### Fragmento seleccionado
Las cercanas rocas de mármol nos llamaban con voces  y sonidos de flautas.  Allí nos hicimos disminuidos ante la armonía musical que penetraba  por nuestros ojos  y era vedada a los oídos.

Con  ese equipaje mitológico cada hombre, mariposa o criatura proteica, es una copia caprichosa de la memoria cuando a ésta la cubre una neblina traslúcida que parecía salir del agua.

Recordamos la palabras de Heráclito de Éfeso: “Nadie se baña en el mismo río dos veces”,  de la misma forma que sin los versos de Homero – al decir de Solón en las páginas de “Troya”  descritas en  la novela de Gilbert Hafez -  nos hundiríamos  en la más completa incultura.

### Ejercicio 1
Actualiza el fragmento seleccionado: cópialo empezando en las palabras "Las cercanas rocas" y terminando después de "más completa incultura.", con "granito" en lugar de "mármol".
### Ejercicio 2
Cuenta cuántas líneas del listado contienen la palabra "orange" y escribe solo el número.
El fragmento y el listado vienen de fuentes distintas.

### Datos del ejercicio

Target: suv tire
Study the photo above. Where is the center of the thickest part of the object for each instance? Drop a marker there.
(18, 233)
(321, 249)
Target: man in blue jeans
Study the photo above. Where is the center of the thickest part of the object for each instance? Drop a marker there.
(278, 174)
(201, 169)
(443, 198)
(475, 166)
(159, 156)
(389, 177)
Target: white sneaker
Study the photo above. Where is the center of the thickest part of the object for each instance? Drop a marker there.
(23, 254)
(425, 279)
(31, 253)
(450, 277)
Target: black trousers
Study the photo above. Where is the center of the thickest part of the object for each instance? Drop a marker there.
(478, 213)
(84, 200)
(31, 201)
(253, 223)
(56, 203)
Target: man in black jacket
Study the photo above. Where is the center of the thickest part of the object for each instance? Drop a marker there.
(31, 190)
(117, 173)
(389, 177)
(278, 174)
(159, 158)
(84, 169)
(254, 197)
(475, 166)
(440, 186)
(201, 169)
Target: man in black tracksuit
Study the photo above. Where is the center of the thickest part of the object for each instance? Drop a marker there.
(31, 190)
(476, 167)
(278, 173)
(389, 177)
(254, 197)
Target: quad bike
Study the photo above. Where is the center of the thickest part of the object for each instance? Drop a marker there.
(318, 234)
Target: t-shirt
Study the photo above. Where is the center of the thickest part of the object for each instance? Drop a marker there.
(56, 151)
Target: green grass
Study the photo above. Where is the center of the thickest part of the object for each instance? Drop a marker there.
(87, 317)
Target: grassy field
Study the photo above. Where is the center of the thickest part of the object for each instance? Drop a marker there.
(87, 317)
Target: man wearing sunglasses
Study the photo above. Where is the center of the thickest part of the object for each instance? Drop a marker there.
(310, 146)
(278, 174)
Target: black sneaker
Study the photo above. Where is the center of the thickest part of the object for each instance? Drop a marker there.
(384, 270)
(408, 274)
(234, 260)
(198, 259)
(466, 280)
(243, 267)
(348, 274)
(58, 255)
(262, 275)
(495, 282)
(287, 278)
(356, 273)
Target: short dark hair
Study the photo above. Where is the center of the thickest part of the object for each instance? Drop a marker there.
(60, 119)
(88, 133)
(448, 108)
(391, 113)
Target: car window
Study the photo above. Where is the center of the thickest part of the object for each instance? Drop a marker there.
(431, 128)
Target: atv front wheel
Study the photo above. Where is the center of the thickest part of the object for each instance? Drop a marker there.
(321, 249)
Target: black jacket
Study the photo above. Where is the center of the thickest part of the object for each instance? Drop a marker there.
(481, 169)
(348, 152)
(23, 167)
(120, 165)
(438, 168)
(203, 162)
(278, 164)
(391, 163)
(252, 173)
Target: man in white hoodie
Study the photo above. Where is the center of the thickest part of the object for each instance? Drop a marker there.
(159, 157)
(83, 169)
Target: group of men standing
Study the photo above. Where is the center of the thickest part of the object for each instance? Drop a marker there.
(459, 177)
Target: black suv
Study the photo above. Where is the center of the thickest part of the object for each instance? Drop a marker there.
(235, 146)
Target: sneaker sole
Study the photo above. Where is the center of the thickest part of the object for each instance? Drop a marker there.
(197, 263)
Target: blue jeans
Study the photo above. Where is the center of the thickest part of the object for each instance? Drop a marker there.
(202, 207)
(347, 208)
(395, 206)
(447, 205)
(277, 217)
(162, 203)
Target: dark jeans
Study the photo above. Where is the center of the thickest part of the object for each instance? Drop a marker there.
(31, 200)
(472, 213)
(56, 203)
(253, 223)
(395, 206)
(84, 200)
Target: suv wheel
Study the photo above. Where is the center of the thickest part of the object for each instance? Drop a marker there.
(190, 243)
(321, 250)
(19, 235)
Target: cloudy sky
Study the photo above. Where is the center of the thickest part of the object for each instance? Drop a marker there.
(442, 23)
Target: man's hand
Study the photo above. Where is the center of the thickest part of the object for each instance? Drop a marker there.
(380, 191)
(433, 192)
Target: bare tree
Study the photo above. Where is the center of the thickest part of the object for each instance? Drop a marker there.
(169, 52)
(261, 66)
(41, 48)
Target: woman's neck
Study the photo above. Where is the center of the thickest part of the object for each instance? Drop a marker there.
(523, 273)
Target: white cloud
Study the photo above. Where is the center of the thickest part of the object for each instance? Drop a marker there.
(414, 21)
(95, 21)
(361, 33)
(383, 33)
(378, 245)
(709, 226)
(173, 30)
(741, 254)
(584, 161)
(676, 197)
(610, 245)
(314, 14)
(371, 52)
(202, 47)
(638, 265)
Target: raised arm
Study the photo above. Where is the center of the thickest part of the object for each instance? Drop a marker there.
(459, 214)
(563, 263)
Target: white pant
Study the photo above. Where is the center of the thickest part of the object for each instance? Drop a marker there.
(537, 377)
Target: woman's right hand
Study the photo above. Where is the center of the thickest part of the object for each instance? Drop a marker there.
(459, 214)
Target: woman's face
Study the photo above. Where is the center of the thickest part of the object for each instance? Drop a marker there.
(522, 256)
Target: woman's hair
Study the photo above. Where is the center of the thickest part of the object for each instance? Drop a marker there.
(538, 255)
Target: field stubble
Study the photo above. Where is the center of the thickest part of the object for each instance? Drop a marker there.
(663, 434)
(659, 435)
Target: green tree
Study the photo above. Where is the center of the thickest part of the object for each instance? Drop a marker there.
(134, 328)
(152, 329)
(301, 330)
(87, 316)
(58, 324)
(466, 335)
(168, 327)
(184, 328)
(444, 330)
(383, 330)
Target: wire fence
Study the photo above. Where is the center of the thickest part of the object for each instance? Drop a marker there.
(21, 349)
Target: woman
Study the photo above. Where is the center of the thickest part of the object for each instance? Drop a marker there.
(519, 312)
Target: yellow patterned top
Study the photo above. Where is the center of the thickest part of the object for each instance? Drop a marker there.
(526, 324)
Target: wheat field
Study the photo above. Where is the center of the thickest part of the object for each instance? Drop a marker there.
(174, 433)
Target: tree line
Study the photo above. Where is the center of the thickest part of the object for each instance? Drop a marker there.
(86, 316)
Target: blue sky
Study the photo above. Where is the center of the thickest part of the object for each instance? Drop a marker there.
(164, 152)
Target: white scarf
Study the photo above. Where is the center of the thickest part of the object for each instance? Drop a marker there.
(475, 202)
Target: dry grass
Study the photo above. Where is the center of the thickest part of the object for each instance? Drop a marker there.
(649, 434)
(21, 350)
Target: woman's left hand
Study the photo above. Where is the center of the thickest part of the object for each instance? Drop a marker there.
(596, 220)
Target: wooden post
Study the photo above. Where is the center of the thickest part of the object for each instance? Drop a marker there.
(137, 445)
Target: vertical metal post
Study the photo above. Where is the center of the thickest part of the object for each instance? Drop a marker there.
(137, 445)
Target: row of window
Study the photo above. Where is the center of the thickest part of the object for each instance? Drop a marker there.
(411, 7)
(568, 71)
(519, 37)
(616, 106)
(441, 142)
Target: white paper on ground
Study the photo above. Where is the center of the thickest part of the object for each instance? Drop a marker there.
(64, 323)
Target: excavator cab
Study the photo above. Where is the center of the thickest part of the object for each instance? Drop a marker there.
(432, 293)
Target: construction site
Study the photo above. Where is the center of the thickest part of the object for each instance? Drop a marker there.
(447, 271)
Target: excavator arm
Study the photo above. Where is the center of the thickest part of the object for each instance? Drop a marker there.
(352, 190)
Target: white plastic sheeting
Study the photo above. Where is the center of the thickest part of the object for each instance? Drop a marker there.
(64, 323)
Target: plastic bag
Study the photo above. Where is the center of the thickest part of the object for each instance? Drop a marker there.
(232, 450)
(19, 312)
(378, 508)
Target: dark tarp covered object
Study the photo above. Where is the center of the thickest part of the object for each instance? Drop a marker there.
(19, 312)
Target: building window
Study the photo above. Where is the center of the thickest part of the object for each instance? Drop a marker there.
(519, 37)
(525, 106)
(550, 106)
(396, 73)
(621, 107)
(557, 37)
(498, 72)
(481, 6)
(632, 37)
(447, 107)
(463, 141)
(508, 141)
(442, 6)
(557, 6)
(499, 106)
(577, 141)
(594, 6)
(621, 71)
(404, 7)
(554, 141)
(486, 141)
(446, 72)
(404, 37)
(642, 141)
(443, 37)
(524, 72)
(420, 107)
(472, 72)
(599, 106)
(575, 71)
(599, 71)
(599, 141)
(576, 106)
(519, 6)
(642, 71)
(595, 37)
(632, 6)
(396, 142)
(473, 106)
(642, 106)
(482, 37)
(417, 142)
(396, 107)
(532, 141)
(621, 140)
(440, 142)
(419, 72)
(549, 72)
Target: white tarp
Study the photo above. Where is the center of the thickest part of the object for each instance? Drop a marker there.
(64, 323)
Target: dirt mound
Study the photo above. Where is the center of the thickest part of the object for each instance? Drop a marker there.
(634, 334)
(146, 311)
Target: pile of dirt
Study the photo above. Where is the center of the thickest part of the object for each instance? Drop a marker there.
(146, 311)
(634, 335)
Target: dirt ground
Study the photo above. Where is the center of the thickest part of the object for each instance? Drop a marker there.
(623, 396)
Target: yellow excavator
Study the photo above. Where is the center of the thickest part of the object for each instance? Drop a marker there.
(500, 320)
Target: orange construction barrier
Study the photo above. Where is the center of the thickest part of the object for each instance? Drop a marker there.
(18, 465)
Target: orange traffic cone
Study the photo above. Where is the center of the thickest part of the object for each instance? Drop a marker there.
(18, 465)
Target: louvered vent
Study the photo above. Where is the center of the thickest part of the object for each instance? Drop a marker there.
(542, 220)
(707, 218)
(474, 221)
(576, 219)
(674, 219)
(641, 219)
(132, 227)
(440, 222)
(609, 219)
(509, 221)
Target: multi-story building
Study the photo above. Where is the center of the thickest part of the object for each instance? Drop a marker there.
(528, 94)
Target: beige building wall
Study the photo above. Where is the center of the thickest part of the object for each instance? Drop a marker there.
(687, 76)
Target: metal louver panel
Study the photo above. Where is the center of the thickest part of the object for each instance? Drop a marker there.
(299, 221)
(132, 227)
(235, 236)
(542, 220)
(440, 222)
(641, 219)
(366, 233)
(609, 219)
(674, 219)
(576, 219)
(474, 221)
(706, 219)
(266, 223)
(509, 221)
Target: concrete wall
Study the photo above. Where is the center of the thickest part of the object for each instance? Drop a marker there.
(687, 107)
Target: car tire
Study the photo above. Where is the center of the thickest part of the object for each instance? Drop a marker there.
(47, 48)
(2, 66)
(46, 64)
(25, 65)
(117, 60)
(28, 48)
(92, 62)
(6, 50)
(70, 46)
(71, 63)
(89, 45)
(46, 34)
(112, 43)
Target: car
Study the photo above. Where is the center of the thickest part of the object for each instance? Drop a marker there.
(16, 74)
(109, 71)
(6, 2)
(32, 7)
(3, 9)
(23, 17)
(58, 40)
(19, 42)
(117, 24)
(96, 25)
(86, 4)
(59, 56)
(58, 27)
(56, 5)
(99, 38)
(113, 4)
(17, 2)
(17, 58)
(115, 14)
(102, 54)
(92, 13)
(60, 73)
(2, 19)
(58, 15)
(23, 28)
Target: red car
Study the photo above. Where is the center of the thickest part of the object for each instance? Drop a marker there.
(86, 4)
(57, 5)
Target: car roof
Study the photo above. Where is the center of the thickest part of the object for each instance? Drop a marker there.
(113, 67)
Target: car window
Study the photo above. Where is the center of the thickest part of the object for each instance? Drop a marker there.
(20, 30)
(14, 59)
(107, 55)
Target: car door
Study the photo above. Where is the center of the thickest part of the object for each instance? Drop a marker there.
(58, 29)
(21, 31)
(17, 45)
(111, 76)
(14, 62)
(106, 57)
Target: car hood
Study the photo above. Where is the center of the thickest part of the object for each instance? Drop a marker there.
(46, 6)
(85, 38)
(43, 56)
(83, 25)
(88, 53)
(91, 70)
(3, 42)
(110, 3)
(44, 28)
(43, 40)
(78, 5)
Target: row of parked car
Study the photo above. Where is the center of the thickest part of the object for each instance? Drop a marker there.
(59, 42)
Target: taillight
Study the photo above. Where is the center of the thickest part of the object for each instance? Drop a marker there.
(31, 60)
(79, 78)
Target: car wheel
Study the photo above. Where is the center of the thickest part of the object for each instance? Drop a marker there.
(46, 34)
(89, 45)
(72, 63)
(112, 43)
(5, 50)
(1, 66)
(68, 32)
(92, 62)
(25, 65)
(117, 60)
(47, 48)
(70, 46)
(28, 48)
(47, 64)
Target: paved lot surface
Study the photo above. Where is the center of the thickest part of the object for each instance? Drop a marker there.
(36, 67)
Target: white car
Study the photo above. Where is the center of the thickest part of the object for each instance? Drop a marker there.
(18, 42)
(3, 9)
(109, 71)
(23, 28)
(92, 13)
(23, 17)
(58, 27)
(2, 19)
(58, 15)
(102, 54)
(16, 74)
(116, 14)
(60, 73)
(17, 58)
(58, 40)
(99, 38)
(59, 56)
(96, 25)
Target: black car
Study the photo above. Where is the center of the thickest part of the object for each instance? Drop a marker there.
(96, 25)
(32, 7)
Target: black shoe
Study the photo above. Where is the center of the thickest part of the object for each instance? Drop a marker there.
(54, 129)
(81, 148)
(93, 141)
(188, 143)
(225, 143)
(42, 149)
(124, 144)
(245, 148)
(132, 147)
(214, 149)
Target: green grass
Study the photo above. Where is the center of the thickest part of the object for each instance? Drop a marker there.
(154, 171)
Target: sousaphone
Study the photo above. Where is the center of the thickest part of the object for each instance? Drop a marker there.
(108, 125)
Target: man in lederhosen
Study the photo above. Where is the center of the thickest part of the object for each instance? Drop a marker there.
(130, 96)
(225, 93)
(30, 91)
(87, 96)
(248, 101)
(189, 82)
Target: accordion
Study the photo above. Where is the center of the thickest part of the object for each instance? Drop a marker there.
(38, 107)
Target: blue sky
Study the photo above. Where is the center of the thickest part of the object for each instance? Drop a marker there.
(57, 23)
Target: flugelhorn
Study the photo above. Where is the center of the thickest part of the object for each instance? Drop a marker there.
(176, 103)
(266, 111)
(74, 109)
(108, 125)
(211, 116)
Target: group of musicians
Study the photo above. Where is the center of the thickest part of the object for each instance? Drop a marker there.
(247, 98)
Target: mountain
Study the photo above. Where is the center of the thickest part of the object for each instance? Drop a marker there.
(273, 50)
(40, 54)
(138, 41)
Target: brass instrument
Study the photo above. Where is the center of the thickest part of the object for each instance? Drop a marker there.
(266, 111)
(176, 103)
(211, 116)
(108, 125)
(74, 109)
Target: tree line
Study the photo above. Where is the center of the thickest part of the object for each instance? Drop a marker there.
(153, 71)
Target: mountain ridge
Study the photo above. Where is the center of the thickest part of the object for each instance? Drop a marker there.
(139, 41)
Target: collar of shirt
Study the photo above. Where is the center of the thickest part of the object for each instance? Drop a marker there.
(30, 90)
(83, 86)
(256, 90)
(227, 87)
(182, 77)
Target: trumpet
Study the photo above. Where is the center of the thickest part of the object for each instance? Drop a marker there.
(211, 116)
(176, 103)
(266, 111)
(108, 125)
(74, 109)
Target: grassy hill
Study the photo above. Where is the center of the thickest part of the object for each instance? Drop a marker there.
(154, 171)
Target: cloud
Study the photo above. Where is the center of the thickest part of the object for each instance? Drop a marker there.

### Respuesta correcta 1
Las cercanas rocas de granito nos llamaban con voces  y sonidos de flautas.  Allí nos hicimos disminuidos ante la armonía musical que penetraba  por nuestros ojos  y era vedada a los oídos.

Con  ese equipaje mitológico cada hombre, mariposa o criatura proteica, es una copia caprichosa de la memoria cuando a ésta la cubre una neblina traslúcida que parecía salir del agua.

Recordamos la palabras de Heráclito de Éfeso: “Nadie se baña en el mismo río dos veces”,  de la misma forma que sin los versos de Homero – al decir de Solón en las páginas de “Troya”  descritas en  la novela de Gilbert Hafez -  nos hundiríamos  en la más completa incultura.

### Respuesta correcta 2
2